## INSTRUCTIONS TO FOLLOW:
Copy the lines below verbatim, beginning with the line that includes "Where can you see the cherry" and continuing to the end; leave out everything before it.
----- INPUT MATERIAL -----
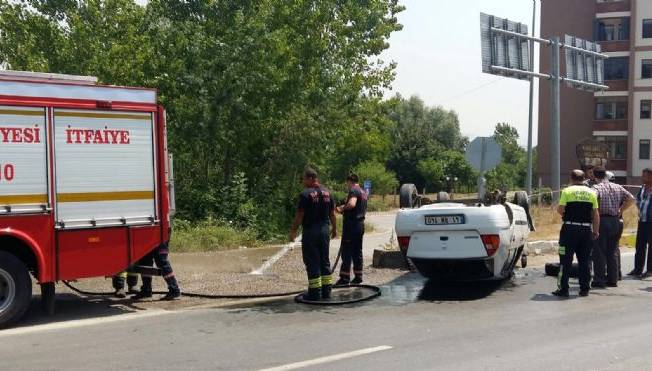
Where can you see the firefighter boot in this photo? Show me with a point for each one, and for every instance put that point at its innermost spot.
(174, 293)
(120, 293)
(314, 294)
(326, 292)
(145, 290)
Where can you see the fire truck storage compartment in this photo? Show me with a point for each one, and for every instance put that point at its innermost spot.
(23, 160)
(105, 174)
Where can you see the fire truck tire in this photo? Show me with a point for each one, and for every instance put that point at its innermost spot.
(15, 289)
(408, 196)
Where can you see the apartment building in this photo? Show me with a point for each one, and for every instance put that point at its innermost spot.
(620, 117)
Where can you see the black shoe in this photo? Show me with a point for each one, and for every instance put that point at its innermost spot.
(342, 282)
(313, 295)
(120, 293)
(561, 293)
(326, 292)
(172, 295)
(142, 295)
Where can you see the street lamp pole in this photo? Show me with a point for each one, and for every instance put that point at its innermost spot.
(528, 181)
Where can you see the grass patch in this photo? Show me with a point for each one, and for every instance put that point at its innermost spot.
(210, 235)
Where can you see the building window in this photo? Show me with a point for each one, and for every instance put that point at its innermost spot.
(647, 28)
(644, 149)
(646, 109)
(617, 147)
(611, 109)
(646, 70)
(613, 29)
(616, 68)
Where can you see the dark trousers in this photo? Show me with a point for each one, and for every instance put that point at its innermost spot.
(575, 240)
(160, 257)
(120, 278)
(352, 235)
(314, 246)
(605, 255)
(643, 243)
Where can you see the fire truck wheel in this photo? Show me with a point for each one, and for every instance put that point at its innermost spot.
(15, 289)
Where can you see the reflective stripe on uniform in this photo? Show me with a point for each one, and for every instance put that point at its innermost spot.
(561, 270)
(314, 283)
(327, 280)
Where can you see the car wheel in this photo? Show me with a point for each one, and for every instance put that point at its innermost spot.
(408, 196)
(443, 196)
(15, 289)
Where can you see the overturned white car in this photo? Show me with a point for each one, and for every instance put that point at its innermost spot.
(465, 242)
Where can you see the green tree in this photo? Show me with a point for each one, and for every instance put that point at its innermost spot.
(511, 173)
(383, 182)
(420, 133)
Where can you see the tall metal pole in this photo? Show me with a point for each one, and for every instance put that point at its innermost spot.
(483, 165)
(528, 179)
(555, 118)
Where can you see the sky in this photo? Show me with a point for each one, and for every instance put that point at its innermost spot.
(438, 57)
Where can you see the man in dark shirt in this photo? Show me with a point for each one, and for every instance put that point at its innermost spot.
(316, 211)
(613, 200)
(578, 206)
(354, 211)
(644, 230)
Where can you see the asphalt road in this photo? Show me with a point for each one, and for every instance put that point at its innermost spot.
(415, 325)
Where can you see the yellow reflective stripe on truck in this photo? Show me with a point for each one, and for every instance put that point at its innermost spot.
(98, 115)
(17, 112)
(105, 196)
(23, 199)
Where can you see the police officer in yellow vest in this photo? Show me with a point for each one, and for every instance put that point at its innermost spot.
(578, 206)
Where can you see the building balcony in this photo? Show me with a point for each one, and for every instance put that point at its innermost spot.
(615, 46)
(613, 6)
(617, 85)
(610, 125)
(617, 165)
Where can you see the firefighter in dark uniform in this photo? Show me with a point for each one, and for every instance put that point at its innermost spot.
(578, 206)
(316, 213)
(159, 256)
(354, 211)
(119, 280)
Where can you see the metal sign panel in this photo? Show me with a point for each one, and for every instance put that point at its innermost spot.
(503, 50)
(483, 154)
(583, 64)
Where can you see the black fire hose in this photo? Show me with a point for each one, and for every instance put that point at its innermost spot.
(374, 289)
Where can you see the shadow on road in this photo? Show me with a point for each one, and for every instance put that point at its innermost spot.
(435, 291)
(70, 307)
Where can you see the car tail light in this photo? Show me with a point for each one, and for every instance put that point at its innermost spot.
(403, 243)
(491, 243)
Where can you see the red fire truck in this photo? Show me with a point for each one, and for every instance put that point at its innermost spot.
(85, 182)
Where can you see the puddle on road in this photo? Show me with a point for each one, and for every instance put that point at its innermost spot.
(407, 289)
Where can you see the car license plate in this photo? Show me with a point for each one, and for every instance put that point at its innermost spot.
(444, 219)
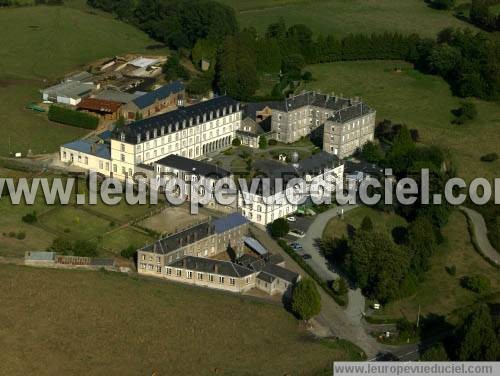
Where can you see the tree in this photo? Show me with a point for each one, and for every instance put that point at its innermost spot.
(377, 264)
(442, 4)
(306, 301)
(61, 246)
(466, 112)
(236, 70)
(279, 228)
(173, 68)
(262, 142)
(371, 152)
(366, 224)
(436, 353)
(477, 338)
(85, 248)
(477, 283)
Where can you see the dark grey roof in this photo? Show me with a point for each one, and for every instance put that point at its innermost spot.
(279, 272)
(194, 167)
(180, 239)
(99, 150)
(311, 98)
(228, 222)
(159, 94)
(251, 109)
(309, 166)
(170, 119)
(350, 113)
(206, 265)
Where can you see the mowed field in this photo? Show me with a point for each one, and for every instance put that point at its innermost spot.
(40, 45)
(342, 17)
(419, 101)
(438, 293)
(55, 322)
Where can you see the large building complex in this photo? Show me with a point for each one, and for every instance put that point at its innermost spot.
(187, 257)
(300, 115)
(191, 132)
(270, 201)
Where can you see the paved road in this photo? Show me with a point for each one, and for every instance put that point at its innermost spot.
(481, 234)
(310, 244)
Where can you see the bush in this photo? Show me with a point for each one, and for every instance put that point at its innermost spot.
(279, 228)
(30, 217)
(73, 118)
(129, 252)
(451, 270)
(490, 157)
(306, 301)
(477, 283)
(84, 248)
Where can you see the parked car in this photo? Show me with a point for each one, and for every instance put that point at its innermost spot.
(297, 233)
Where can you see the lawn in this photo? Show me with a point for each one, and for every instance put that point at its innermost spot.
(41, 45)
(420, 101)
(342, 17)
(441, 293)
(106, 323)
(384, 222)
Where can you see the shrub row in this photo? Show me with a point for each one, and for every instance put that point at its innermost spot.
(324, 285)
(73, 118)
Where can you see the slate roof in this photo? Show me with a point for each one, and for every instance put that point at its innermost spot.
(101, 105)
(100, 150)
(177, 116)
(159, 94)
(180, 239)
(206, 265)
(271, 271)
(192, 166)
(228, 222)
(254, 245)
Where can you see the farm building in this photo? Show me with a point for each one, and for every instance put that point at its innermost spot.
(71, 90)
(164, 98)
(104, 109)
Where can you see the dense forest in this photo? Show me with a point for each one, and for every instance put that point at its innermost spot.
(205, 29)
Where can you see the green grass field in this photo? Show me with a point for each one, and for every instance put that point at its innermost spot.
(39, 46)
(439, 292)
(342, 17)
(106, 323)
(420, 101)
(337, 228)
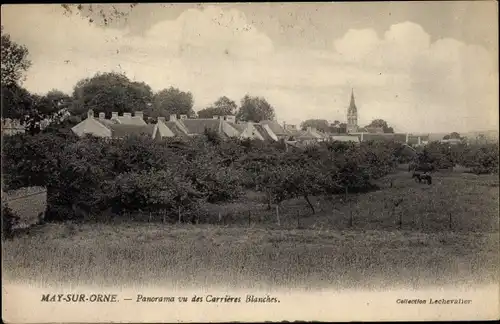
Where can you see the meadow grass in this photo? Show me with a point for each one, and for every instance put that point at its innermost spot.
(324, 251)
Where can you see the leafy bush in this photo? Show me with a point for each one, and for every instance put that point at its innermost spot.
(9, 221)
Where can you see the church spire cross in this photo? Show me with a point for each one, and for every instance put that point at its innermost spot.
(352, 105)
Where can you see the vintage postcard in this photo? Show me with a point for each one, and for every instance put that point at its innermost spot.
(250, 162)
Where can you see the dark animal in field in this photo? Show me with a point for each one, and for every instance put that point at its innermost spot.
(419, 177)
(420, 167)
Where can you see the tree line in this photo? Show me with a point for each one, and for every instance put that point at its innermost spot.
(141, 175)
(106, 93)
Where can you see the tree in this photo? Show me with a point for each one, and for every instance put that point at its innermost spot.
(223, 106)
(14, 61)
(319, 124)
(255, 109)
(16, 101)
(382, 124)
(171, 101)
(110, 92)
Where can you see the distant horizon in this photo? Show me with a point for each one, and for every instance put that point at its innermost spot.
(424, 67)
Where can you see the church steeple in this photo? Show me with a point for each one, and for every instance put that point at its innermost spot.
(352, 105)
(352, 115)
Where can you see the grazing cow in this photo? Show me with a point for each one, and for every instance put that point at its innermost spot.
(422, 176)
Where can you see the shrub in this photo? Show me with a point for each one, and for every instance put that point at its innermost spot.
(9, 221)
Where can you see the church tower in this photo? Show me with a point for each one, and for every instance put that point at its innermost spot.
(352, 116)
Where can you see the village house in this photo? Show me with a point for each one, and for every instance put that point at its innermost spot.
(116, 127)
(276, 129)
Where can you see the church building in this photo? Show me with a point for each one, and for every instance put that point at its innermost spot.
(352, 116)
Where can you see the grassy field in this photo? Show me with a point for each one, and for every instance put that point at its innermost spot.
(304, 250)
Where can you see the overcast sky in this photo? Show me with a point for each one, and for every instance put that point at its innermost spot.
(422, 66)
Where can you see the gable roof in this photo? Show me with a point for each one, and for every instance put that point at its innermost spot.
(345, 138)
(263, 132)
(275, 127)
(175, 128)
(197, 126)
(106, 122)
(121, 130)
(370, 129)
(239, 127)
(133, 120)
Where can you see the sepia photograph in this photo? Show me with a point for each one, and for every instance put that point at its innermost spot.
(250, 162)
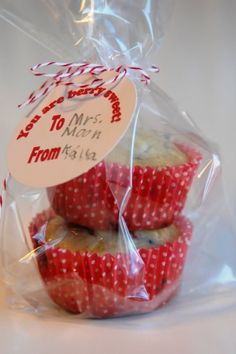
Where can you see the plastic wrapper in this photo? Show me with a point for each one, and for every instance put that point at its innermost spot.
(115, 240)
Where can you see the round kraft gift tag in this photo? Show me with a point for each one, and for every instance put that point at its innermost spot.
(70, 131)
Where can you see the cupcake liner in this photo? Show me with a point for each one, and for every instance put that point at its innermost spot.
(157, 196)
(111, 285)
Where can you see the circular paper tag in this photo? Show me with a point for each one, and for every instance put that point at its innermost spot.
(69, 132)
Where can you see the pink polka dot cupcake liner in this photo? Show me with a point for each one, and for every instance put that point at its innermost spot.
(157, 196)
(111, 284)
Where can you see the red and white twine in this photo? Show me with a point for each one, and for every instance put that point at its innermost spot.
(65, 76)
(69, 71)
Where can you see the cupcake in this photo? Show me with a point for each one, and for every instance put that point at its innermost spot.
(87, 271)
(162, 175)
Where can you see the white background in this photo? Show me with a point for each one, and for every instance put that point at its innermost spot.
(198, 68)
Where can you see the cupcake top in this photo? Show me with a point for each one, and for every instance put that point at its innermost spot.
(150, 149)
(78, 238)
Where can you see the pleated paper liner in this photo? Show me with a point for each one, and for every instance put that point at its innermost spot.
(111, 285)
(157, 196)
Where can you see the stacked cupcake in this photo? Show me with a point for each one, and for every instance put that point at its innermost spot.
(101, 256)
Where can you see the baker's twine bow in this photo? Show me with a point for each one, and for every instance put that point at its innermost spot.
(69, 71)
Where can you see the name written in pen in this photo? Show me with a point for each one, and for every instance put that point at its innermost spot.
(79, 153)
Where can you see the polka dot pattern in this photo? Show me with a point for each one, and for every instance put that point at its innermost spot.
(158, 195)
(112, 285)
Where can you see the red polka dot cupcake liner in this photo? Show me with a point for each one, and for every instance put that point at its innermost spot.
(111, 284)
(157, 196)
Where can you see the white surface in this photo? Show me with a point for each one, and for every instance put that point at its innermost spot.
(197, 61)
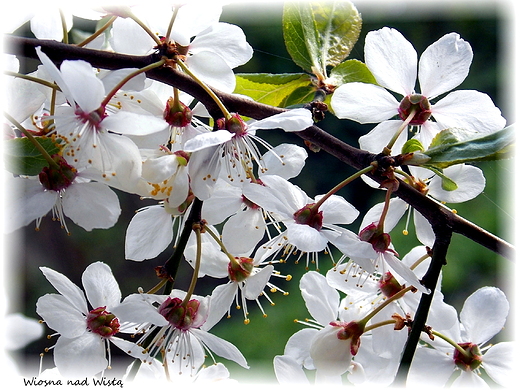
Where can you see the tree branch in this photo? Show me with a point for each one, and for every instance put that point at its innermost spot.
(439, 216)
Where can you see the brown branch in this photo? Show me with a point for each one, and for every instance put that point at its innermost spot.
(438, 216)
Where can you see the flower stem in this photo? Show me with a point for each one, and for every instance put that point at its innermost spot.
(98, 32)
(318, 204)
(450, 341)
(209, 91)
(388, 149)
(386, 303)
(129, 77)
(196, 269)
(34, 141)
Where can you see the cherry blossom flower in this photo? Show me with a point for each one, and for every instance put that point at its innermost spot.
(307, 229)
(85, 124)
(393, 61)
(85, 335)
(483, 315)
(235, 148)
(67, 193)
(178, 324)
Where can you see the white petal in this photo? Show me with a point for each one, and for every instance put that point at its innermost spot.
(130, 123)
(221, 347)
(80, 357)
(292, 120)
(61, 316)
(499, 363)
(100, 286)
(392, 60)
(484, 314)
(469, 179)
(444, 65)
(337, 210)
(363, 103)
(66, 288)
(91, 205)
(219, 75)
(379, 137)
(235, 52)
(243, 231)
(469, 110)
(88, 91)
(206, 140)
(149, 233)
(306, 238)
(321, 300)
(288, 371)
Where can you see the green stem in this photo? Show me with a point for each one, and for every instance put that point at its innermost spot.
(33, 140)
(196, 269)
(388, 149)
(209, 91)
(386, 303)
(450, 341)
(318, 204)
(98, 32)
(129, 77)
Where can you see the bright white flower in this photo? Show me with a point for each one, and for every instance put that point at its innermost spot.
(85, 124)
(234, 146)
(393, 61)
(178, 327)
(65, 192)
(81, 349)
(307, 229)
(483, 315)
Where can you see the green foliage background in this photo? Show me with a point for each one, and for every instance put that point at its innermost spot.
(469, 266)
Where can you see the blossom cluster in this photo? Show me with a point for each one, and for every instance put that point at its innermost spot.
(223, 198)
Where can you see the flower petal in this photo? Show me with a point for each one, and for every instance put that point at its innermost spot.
-----
## SOLUTION TO THIS TASK:
Where can you see the cherry blossom flower in this photo? Show me with a point for each one, and for every instance put that point at its innermost spot.
(307, 229)
(85, 124)
(393, 61)
(85, 335)
(483, 315)
(235, 148)
(67, 193)
(178, 324)
Where can you see the white petal in this photo? Show me with a point for each one, and for every instance put that point at its innermost spot.
(130, 123)
(221, 347)
(80, 357)
(292, 120)
(61, 316)
(499, 363)
(100, 286)
(392, 60)
(484, 314)
(469, 179)
(444, 65)
(337, 210)
(363, 103)
(66, 288)
(91, 205)
(219, 75)
(379, 137)
(235, 52)
(243, 231)
(469, 110)
(88, 91)
(206, 140)
(149, 233)
(306, 238)
(321, 300)
(288, 371)
Where can you see the green stem in this photo? Show me with a point for each one, and for every instance put that point at its innermost spot.
(33, 140)
(196, 269)
(388, 149)
(209, 91)
(386, 303)
(450, 341)
(318, 204)
(98, 32)
(129, 77)
Where can you see the bright white flower in this photo? Show me with a point for each one, and for every instance put that point at its innermost spot.
(85, 124)
(234, 146)
(393, 61)
(178, 327)
(65, 192)
(81, 349)
(307, 229)
(483, 315)
Where can you see the green foliage background in this photo? Show me with a point for each one, and for every instance put that point at its innermost spot.
(469, 266)
Where can you see the blossom cluster in this photo? Show me with a point for each one, and for every instance put that point at its innermost spot.
(223, 198)
Where can you see the flower petal in this photo? Show me with a point for each one, and for every instance put that point at its innermost spot.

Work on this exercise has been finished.